- [PROBLEM A]:
Count the lines of the records below that contain the word "striped", and state only that number.

- [PASSAGE PROVIDED]:
━━━
# Just had a bath



## bordercolliepup (Jan 9, 2008)

Just thought I'll share some new pics of Pepsi she has just had a bath .


----------



## rottiesloveragdolls (Nov 2, 2007)

Ahhh bless,,,,,,,,


----------



## StormAndy (Apr 6, 2008)

brilliant..! 

storm hates the bath with a passion.


----------



## Vixie (Nov 17, 2007)

great pics


----------



## colliemerles (Nov 2, 2007)

ahhhhh she is lovely,,,,,,,,,,,,,,,,,,,


----------



## catzndogz (Mar 12, 2008)

great pics like the one with towel on her head like a scarf


----------



## Guest (Apr 17, 2008)

LOL bless her...cute pictures


----------



## Guest (Apr 17, 2008)

Great pics! She's a gorgeous girl!


----------



## Guest (Apr 17, 2008)

bordercolliepup said:


> Just thought I'll share some new pics of Pepsi she has just had a bath .


Awww - she's beautiful! And those eyes  you just want to hug her


----------



## bordercolliepup (Jan 9, 2008)

Thank you for all your kind comments , she's sitting wagging her tail as to say I know there talking about me mum 
Pepsi sends lots of big licks to you all


----------



## Siamese Kelly (Jan 6, 2008)

Another set of great pics-love the hooded towel one-and bog belly tickles right back at ya Pepsi-don't let your mum steal them


----------



## Rraa (Apr 15, 2008)

Just having a quick browse and saw this enchanting colleciton - what super pictures. What a darling dog your collie is  Love the picture with the towel on her head - just like a little nun LOL


----------
━━━
- [PROBLEM B]:
Transcribe the part of the forum thread above that runs from "Another set of" up to and including "(Apr 15, 2008)".

- [MATERIAL]:
━━━
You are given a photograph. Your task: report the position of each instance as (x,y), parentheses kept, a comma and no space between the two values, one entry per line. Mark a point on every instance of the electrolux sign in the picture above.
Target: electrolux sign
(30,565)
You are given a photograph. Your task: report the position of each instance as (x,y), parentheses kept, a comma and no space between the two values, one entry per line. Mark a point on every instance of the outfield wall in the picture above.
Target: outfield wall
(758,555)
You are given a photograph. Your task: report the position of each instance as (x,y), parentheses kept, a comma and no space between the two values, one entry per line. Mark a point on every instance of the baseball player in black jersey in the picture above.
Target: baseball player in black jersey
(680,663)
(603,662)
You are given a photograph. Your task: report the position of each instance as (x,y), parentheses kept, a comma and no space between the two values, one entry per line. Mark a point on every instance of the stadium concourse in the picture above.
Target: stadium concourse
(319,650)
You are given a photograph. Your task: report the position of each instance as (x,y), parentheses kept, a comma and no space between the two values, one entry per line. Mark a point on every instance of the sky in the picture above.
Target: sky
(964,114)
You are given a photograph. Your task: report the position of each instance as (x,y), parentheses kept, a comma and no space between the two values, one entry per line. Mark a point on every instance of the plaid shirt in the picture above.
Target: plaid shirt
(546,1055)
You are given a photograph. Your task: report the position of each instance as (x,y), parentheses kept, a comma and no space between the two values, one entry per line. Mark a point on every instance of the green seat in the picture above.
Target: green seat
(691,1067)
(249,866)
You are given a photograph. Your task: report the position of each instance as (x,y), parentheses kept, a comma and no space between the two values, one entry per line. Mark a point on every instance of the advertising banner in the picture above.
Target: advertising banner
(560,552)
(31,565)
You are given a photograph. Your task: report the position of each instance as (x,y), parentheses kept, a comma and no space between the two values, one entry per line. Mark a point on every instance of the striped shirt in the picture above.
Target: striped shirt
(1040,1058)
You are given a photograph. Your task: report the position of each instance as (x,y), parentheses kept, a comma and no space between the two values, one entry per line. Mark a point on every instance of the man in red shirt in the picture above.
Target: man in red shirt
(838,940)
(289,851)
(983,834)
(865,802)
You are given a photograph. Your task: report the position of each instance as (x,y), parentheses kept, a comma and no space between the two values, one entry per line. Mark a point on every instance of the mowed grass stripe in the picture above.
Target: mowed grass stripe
━━━
- [CORRECT RESPONSE A]:
2

- [CORRECT RESPONSE B]:
Another set of great pics-love the hooded towel one-and bog belly tickles right back at ya Pepsi-don't let your mum steal them


----------



## Rraa (Apr 15, 2008)